- [Goal of the exercise] Print, unchanged, each line starting at the one that contains "Question. Put a marker on each instance of the dark" and ending with the final line, including both of those lines.

— begin Material for this task —

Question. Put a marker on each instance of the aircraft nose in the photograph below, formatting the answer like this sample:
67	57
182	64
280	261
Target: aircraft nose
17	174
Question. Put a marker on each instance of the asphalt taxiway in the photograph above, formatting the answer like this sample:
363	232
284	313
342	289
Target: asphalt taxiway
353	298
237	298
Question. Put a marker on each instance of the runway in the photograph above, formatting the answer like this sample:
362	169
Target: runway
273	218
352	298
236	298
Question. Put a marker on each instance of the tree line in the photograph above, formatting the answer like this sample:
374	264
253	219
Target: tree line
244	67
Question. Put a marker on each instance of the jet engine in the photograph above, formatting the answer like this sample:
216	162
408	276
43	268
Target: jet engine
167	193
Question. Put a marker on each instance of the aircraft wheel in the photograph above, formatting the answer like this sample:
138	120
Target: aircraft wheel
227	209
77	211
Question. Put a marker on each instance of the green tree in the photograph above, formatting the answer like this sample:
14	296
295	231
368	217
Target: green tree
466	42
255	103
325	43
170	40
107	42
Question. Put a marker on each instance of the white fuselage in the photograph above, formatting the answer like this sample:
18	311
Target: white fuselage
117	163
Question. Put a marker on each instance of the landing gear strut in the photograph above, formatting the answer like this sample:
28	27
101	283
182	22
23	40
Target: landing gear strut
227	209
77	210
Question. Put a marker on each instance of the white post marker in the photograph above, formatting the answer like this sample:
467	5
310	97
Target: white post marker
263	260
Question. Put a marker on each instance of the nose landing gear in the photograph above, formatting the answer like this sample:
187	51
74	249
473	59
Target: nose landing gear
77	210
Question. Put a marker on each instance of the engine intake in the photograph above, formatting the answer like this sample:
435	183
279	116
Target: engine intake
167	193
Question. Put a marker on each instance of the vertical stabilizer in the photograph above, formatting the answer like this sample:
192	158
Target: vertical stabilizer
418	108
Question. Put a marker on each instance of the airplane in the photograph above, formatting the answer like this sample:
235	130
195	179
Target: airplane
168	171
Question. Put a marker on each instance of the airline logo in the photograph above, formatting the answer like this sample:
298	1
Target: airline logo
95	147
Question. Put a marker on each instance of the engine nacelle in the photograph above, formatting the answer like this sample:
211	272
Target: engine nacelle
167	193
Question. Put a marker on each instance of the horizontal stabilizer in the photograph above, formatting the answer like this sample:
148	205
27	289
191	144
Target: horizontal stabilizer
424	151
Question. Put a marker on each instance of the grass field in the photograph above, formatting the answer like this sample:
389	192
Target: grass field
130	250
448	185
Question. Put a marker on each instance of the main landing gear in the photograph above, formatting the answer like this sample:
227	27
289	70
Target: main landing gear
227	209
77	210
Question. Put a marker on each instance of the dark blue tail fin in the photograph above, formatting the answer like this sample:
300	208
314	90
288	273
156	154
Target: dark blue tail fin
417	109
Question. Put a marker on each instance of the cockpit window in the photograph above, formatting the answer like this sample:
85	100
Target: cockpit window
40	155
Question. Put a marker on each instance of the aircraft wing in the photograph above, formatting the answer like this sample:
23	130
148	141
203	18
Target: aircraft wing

— end Material for this task —

- [Complete response]
Question. Put a marker on each instance of the dark blue tail fin in the photograph above, formatting the answer like this sample:
300	208
314	90
288	273
156	154
Target: dark blue tail fin
417	109
Question. Put a marker on each instance of the cockpit window in the photograph above, formatting the answer like this sample:
85	100
Target: cockpit window
40	155
Question. Put a marker on each instance of the aircraft wing in the photograph above, formatting the answer like this sample:
23	130
148	141
203	18
Target: aircraft wing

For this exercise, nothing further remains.